_Problem to work on_:
Please extract every line from the rows below that contains the word "bulb".

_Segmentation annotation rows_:
= = = =

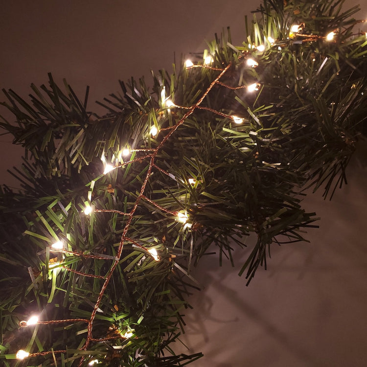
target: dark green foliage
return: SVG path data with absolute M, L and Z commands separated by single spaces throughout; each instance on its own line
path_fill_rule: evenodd
M 124 241 L 93 323 L 94 338 L 128 331 L 132 336 L 91 343 L 86 351 L 81 350 L 87 335 L 82 323 L 19 330 L 18 322 L 33 313 L 45 321 L 89 319 L 103 279 L 62 267 L 105 276 L 129 217 L 95 211 L 88 217 L 85 203 L 128 212 L 149 172 L 145 159 L 104 175 L 101 158 L 120 164 L 147 154 L 134 152 L 127 159 L 120 153 L 126 147 L 161 146 L 169 131 L 161 129 L 187 111 L 167 109 L 164 95 L 189 107 L 220 71 L 178 65 L 171 75 L 153 75 L 152 92 L 142 79 L 121 83 L 121 94 L 101 104 L 103 116 L 88 112 L 88 89 L 81 101 L 67 83 L 63 92 L 51 75 L 49 87 L 32 86 L 32 105 L 4 91 L 8 102 L 2 104 L 17 125 L 1 126 L 24 147 L 25 158 L 14 171 L 23 189 L 4 187 L 0 197 L 0 357 L 14 358 L 20 348 L 53 348 L 67 352 L 32 363 L 51 366 L 54 358 L 58 365 L 74 366 L 83 355 L 84 365 L 99 358 L 106 366 L 174 366 L 200 356 L 175 356 L 171 344 L 183 328 L 186 300 L 196 287 L 191 263 L 216 250 L 232 261 L 233 246 L 244 247 L 244 237 L 254 232 L 257 242 L 247 250 L 240 272 L 248 283 L 259 265 L 266 266 L 273 244 L 304 240 L 305 229 L 316 227 L 315 213 L 301 206 L 302 190 L 322 186 L 331 198 L 346 181 L 346 166 L 366 129 L 367 40 L 352 34 L 357 8 L 343 13 L 342 3 L 265 1 L 260 18 L 247 24 L 243 45 L 235 47 L 224 36 L 210 44 L 212 66 L 230 64 L 221 83 L 236 87 L 256 82 L 261 88 L 251 93 L 216 84 L 200 105 L 206 109 L 195 110 L 161 147 L 155 160 L 161 170 L 152 171 L 144 192 L 149 200 L 140 200 L 134 213 L 127 233 L 132 240 Z M 302 35 L 290 37 L 290 26 L 301 22 Z M 337 28 L 335 39 L 326 41 Z M 264 40 L 264 52 L 252 47 Z M 257 68 L 247 65 L 250 57 Z M 244 122 L 236 124 L 223 114 Z M 161 129 L 155 137 L 149 134 L 153 126 Z M 184 211 L 191 228 L 171 214 Z M 52 252 L 49 246 L 57 239 L 69 251 L 104 258 Z M 156 248 L 160 260 L 139 246 Z

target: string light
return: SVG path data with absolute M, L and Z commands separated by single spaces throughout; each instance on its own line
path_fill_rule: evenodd
M 256 68 L 259 65 L 259 63 L 253 59 L 248 59 L 246 64 L 252 68 Z
M 126 156 L 128 156 L 130 154 L 130 149 L 128 149 L 127 148 L 125 148 L 122 151 L 122 155 L 124 157 L 126 157 Z
M 191 68 L 192 66 L 194 66 L 194 63 L 191 60 L 187 59 L 185 61 L 185 66 L 186 68 Z
M 104 171 L 103 171 L 103 174 L 105 175 L 106 173 L 108 173 L 111 171 L 112 171 L 113 169 L 115 167 L 113 166 L 112 164 L 106 164 L 105 166 L 105 169 Z
M 247 90 L 249 92 L 254 92 L 255 91 L 258 91 L 260 88 L 260 83 L 253 83 L 252 84 L 250 84 L 247 87 Z
M 179 222 L 181 222 L 182 223 L 185 223 L 186 221 L 188 219 L 188 217 L 186 212 L 184 213 L 177 213 L 177 220 Z
M 131 330 L 129 330 L 128 331 L 126 331 L 126 332 L 125 333 L 125 334 L 123 335 L 123 337 L 127 339 L 129 338 L 131 338 L 131 337 L 132 337 L 134 333 L 131 331 Z
M 291 31 L 294 33 L 298 33 L 299 30 L 299 25 L 298 24 L 294 24 L 291 27 Z
M 28 352 L 26 352 L 23 349 L 20 349 L 17 352 L 17 354 L 15 356 L 17 357 L 17 359 L 24 359 L 26 358 L 29 355 L 29 353 Z
M 326 35 L 326 41 L 332 41 L 334 39 L 334 36 L 335 35 L 334 32 L 330 32 Z
M 84 214 L 86 215 L 89 215 L 91 213 L 92 213 L 92 206 L 89 204 L 87 204 L 84 208 Z
M 59 240 L 56 242 L 54 242 L 51 245 L 51 247 L 52 250 L 63 250 L 63 249 L 64 249 L 64 244 Z
M 204 59 L 204 64 L 206 65 L 208 65 L 209 64 L 211 64 L 213 61 L 214 61 L 213 58 L 210 55 L 208 55 Z
M 157 134 L 158 134 L 158 129 L 153 125 L 150 129 L 150 134 L 154 138 Z
M 239 117 L 238 116 L 232 116 L 231 117 L 233 120 L 233 122 L 235 124 L 242 124 L 244 120 L 244 118 Z

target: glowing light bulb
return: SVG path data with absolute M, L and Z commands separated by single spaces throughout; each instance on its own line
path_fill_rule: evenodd
M 255 91 L 258 91 L 260 88 L 260 84 L 258 83 L 253 83 L 252 84 L 250 84 L 247 87 L 247 90 L 249 92 L 254 92 Z
M 158 256 L 158 253 L 155 249 L 149 249 L 148 252 L 150 253 L 152 257 L 156 260 L 156 261 L 160 261 L 160 257 Z
M 194 63 L 191 60 L 186 60 L 185 61 L 185 66 L 186 68 L 191 68 L 192 66 L 194 66 Z
M 28 352 L 26 352 L 23 349 L 20 349 L 17 352 L 17 354 L 15 356 L 17 359 L 24 359 L 29 355 L 29 353 Z
M 188 219 L 188 217 L 186 212 L 184 214 L 184 213 L 177 213 L 177 220 L 179 222 L 181 222 L 182 223 L 185 223 Z
M 246 64 L 252 68 L 256 68 L 259 65 L 258 63 L 253 59 L 248 59 Z
M 133 334 L 134 333 L 130 331 L 126 331 L 126 332 L 123 335 L 123 337 L 127 339 L 128 338 L 131 338 Z
M 106 173 L 108 173 L 110 171 L 112 171 L 115 167 L 111 164 L 106 164 L 105 166 L 105 170 L 103 171 L 103 174 L 105 175 Z
M 28 326 L 30 325 L 35 325 L 38 322 L 39 320 L 38 316 L 31 316 L 26 323 Z
M 151 135 L 154 138 L 157 134 L 158 134 L 158 129 L 154 126 L 152 126 L 150 129 Z
M 51 245 L 51 247 L 52 248 L 52 250 L 63 250 L 64 249 L 64 244 L 60 240 L 57 241 Z
M 326 35 L 326 41 L 332 41 L 334 39 L 334 36 L 335 35 L 334 32 L 330 32 Z
M 208 55 L 204 59 L 204 64 L 206 65 L 208 65 L 209 64 L 211 64 L 213 61 L 214 61 L 213 58 L 210 55 Z
M 260 45 L 256 47 L 256 49 L 257 51 L 260 51 L 260 52 L 262 52 L 265 50 L 265 46 L 263 45 Z
M 166 101 L 166 106 L 167 107 L 173 107 L 176 105 L 170 99 L 167 99 Z
M 84 214 L 86 215 L 89 215 L 92 213 L 92 206 L 88 204 L 87 204 L 84 208 Z
M 233 119 L 233 122 L 235 124 L 242 124 L 244 121 L 243 118 L 239 117 L 238 116 L 232 116 L 232 118 Z

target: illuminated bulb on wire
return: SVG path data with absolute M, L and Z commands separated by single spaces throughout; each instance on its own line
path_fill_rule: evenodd
M 126 332 L 123 335 L 124 338 L 127 339 L 128 338 L 131 338 L 133 336 L 134 333 L 131 331 L 126 331 Z
M 64 249 L 64 244 L 60 240 L 57 241 L 51 245 L 51 247 L 52 248 L 52 250 L 63 250 Z
M 209 64 L 211 64 L 213 61 L 214 61 L 213 58 L 210 55 L 208 55 L 208 56 L 204 59 L 204 64 L 206 65 L 208 65 Z
M 232 118 L 233 120 L 233 122 L 235 124 L 242 124 L 244 121 L 243 118 L 239 117 L 238 116 L 232 116 Z
M 252 68 L 256 68 L 259 65 L 258 63 L 255 61 L 253 59 L 248 59 L 246 64 Z
M 194 66 L 194 63 L 191 60 L 186 60 L 185 61 L 185 66 L 186 68 L 191 68 L 192 66 Z
M 126 157 L 126 156 L 128 156 L 130 154 L 130 149 L 128 149 L 127 148 L 125 148 L 122 151 L 122 155 L 124 157 Z
M 29 318 L 29 319 L 26 322 L 27 326 L 29 326 L 30 325 L 35 325 L 39 321 L 38 316 L 31 316 Z
M 24 359 L 29 355 L 29 353 L 28 352 L 26 352 L 23 349 L 20 349 L 17 352 L 16 357 L 17 359 Z
M 184 214 L 184 213 L 177 213 L 177 220 L 179 222 L 181 222 L 182 223 L 185 223 L 188 219 L 188 217 L 186 212 Z
M 152 126 L 152 128 L 150 129 L 150 134 L 154 138 L 154 137 L 157 135 L 157 134 L 158 133 L 158 130 L 157 128 L 154 126 Z
M 330 32 L 326 35 L 326 41 L 332 41 L 334 39 L 334 36 L 335 33 L 334 32 Z
M 249 92 L 254 92 L 255 91 L 258 91 L 259 88 L 260 84 L 258 83 L 253 83 L 248 86 L 247 90 Z
M 156 260 L 156 261 L 160 261 L 160 257 L 158 256 L 158 253 L 155 249 L 149 249 L 148 250 L 148 252 L 150 253 L 152 257 Z
M 106 164 L 105 166 L 105 170 L 103 171 L 103 174 L 105 175 L 106 173 L 108 173 L 110 171 L 112 171 L 115 167 L 111 164 Z
M 84 214 L 86 215 L 89 215 L 92 213 L 92 206 L 88 204 L 87 204 L 85 208 L 84 208 Z
M 259 46 L 257 46 L 256 49 L 257 51 L 260 51 L 260 52 L 262 52 L 265 50 L 265 46 L 263 45 L 260 45 Z

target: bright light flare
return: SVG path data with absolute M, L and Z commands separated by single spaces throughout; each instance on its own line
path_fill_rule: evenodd
M 326 41 L 332 41 L 334 39 L 334 36 L 335 35 L 335 32 L 330 32 L 326 35 Z
M 186 212 L 184 213 L 177 213 L 177 220 L 182 223 L 185 223 L 188 219 L 188 217 Z
M 252 84 L 250 84 L 247 87 L 247 90 L 249 92 L 254 92 L 255 91 L 258 91 L 260 89 L 260 83 L 253 83 Z
M 157 250 L 155 249 L 148 249 L 148 252 L 150 253 L 152 257 L 156 260 L 156 261 L 160 261 L 160 257 L 158 256 L 158 253 L 157 252 Z
M 204 59 L 204 64 L 206 65 L 208 65 L 209 64 L 211 64 L 213 61 L 214 61 L 214 60 L 213 60 L 213 58 L 210 55 L 208 55 Z
M 186 68 L 191 68 L 192 66 L 194 66 L 194 63 L 191 60 L 187 59 L 185 61 L 185 66 Z
M 158 129 L 155 126 L 152 126 L 150 129 L 150 135 L 154 138 L 157 134 L 158 134 Z
M 259 65 L 259 63 L 257 61 L 255 61 L 253 59 L 248 59 L 246 64 L 251 68 L 256 68 Z
M 115 168 L 115 167 L 112 164 L 106 164 L 105 166 L 105 170 L 103 171 L 103 174 L 105 175 L 106 173 L 108 173 L 111 171 Z
M 24 358 L 26 358 L 29 355 L 29 353 L 28 352 L 26 352 L 25 350 L 23 350 L 23 349 L 20 349 L 17 352 L 15 356 L 17 357 L 17 359 L 24 359 Z
M 64 249 L 64 244 L 60 240 L 57 241 L 51 245 L 51 247 L 52 250 L 63 250 Z
M 244 119 L 242 117 L 239 117 L 238 116 L 232 116 L 232 119 L 233 120 L 233 122 L 235 124 L 242 124 L 244 120 Z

= = = =

_Output for this task_:
target: glowing light bulb
target: illuminated bulb on wire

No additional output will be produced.